_Written task 1:_ From the article on the Yerevan electricity protests, output word for word the part that opens with the words containing "The Armenian Ministry" and closes with "fueling hydroelectric stations.".
_Written task 2:_ Turn the paragraph beginning "Abrahamian insisted that the price hike" in the article on the Yerevan electricity protests into a short list that keeps its main facts.

_Text passage:_
--
Yerevan, Prime Minister Rejects Reversal on Energy Hike, As Russia Urges ‘Compromise’

June 25, 2015 By administrator

Protesters on Baghramyan Avenue continue their demands into the fourth day (Photolure)

Protesters on Baghramyan Avenue continue their demands into the fourth day (Photolure)

YEREVAN (RFE/RL)—Prime Minister Hovik Abrahamian on Thursday defended state regulators’ decision to raise electricity prices and urged thousands of protesters to unblock a major street in Yerevan on the fourth day of their nonstop demonstrations against the controversial measure.

Abrahamian also announced that the Armenian government will compensate some 105,000 low-income families for the more than 16 percent tariff increases authorized by the Public Services Regulatory Commission (PSRC) last week. Monthly poverty benefits paid to them will be raised by 2,000 drams ($4.2), he said.

The Armenian Ministry of Labor and Social Affairs estimates that the tariff hike will cost the average family living below the official poverty line only 1,400 drams in additional monthly expenditures.

“I would like to appeal to our activists, organizers of those rallies and say that such actions will lead nowhere,” Abrahamian said at the weekly meeting of his cabinet. “I am calling on them to be more constructive. The government is ready to discuss any issue that is being raised by them.”

Abrahamian insisted that the price hike reflects “objective realities” of the Armenian energy sector. He echoed the PSRC’s arguments that the Electricity Networks of Armenia (ENA) utility needs to be compensated for last year’s depreciation of the Armenian dram, a longer-than-anticipated stoppage of the Metsamor nuclear plant’s reactor and decreased water levels on rivers fueling hydroelectric stations.

The ENA has had to buy larger volumes of much more expensive electricity generated at Armenian thermal power plants. The company owned by a Russian energy giant currently has over $225 million in outstanding debts to power plants and banks.

Critics say, however, that the ENA’s losses are the result of corruption and mismanagement. They also point to the company’s extravagant expenses, including on luxury cars and office space for its senior executives, which have been disclosed by the Armenian media in recent months.

Abrahamian sought to dispel these claims accepted by many Armenians. “I don’t exclude that there have been abuses [within the ENA,]” he said. “But I want to declare with utmost responsibility that regardless of the scale of possible abuses inside the company, not a single penny of them was calculated into the tariff.”
--
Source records

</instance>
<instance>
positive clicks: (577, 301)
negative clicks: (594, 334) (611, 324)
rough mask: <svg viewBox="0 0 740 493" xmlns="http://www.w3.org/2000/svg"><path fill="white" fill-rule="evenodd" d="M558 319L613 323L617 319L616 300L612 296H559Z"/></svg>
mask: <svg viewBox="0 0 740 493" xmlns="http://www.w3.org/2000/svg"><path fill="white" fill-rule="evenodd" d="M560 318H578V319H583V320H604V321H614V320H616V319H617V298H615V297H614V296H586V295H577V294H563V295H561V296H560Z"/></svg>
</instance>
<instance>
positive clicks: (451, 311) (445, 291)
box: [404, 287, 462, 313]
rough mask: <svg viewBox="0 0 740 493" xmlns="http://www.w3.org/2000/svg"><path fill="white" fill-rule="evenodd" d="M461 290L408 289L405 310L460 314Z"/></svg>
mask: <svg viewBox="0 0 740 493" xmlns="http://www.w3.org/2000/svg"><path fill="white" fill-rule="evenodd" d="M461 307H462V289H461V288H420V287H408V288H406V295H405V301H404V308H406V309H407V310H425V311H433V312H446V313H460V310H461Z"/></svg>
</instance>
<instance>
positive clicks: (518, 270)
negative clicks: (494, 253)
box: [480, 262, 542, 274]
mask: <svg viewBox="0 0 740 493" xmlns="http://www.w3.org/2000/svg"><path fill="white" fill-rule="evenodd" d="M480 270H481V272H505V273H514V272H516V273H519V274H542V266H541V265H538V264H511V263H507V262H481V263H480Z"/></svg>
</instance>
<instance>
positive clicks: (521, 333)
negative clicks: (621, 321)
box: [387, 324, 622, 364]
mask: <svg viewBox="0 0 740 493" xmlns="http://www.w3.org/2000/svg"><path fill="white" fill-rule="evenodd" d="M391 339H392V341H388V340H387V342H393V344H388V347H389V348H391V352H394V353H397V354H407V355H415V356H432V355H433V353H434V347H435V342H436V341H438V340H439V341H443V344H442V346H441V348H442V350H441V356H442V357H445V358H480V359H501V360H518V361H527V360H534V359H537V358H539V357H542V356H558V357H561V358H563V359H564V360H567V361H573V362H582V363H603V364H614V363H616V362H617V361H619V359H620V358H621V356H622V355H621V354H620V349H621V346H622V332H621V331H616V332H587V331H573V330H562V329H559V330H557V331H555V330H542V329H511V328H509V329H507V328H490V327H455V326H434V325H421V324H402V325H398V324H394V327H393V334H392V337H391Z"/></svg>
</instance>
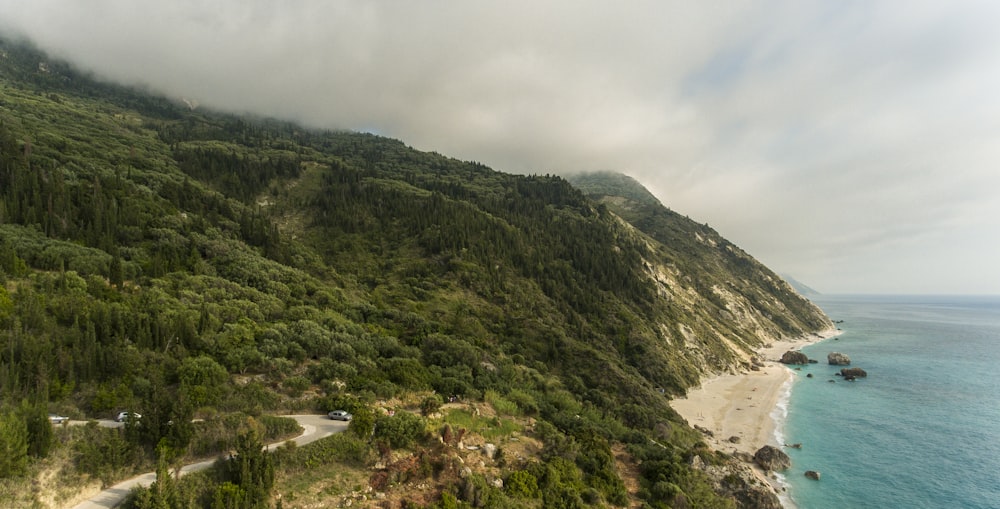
--
_Exercise solution 1:_
The Armenian Ministry of Labor and Social Affairs estimates that the tariff hike will cost the average family living below the official poverty line only 1,400 drams in additional monthly expenditures.

“I would like to appeal to our activists, organizers of those rallies and say that such actions will lead nowhere,” Abrahamian said at the weekly meeting of his cabinet. “I am calling on them to be more constructive. The government is ready to discuss any issue that is being raised by them.”

Abrahamian insisted that the price hike reflects “objective realities” of the Armenian energy sector. He echoed the PSRC’s arguments that the Electricity Networks of Armenia (ENA) utility needs to be compensated for last year’s depreciation of the Armenian dram, a longer-than-anticipated stoppage of the Metsamor nuclear plant’s reactor and decreased water levels on rivers fueling hydroelectric stations.

_Exercise solution 2:_
- Abrahamian said the price hike reflects the "objective realities" of Armenia's energy sector.
- Echoing the PSRC, he said the Electricity Networks of Armenia (ENA) utility needs to be compensated for:
  - last year's depreciation of the Armenian dram
  - a longer-than-anticipated stoppage of the Metsamor nuclear plant's reactor
  - decreased water levels on rivers fueling hydroelectric stations